** Opening RECORDS FOR THIS TASK block **

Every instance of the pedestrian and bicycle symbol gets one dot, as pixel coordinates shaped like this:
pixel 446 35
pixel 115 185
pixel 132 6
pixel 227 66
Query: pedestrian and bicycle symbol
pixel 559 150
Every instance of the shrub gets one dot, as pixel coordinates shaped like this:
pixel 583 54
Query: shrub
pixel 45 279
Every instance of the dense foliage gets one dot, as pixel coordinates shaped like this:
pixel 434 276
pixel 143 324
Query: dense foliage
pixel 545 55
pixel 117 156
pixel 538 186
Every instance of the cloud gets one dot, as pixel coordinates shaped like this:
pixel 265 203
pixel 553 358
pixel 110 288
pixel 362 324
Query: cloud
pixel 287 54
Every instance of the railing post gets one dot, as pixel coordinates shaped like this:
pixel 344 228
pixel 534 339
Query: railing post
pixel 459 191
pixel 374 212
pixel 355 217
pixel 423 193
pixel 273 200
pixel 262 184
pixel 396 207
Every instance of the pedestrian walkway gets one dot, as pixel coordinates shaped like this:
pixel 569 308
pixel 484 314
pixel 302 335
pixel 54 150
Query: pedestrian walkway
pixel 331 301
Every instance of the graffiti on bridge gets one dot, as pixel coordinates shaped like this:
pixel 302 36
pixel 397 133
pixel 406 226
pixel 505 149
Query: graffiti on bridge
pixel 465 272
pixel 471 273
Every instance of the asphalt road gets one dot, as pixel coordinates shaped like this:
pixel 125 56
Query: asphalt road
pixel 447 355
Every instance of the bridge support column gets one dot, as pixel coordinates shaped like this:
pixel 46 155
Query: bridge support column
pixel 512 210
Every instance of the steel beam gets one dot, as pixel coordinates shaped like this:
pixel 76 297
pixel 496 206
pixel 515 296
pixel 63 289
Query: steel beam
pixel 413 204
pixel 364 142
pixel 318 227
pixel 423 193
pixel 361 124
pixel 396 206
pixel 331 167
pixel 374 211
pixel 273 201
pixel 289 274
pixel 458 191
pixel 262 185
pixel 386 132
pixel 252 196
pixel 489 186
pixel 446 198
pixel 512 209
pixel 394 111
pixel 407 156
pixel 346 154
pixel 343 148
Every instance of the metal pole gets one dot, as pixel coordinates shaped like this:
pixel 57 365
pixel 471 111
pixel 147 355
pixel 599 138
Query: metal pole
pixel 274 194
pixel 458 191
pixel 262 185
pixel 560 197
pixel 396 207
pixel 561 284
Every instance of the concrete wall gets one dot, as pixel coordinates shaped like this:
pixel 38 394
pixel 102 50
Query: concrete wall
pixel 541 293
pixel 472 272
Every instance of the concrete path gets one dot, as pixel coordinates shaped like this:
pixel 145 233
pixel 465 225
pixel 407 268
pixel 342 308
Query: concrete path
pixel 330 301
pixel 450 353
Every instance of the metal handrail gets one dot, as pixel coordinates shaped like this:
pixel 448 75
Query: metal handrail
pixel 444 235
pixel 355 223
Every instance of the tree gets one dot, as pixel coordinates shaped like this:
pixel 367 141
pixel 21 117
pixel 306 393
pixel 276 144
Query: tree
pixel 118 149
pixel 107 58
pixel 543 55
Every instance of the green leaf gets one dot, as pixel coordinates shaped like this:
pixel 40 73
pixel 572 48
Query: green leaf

** Closing RECORDS FOR THIS TASK block **

» **WHAT TO DO**: Return only the lines between the one holding "Every instance of the pedestrian walkway" and the one holding "pixel 599 138", inclusive, exactly as they appear above.

» **REPLY**:
Every instance of the pedestrian walkway gets one dot, as pixel coordinates shaped like this:
pixel 569 308
pixel 484 314
pixel 302 335
pixel 54 150
Query: pedestrian walkway
pixel 331 301
Every instance of the graffiti on bridge gets one dot, as pixel coordinates shaped like this:
pixel 302 36
pixel 397 133
pixel 406 226
pixel 505 149
Query: graffiti on bridge
pixel 465 272
pixel 471 273
Every instance of the asphalt road gets one dot, as pixel coordinates shaped like this:
pixel 125 56
Query: asphalt road
pixel 447 355
Every instance of the bridge support column gets one dot, as pixel coordinates shaped like this:
pixel 46 155
Query: bridge support column
pixel 512 210
Every instance of the steel beam gets one dot, as pixel coordinates shaped like this:
pixel 76 297
pixel 496 206
pixel 515 296
pixel 63 289
Query: steel beam
pixel 413 204
pixel 364 142
pixel 318 227
pixel 423 193
pixel 361 124
pixel 396 206
pixel 331 167
pixel 374 211
pixel 273 201
pixel 289 274
pixel 458 191
pixel 262 185
pixel 386 132
pixel 252 196
pixel 489 186
pixel 446 198
pixel 512 209
pixel 394 111
pixel 407 156
pixel 346 154
pixel 343 148
Every instance of the metal pole gets one dot, as pixel coordinates shaped like this:
pixel 57 365
pixel 471 111
pixel 147 355
pixel 599 138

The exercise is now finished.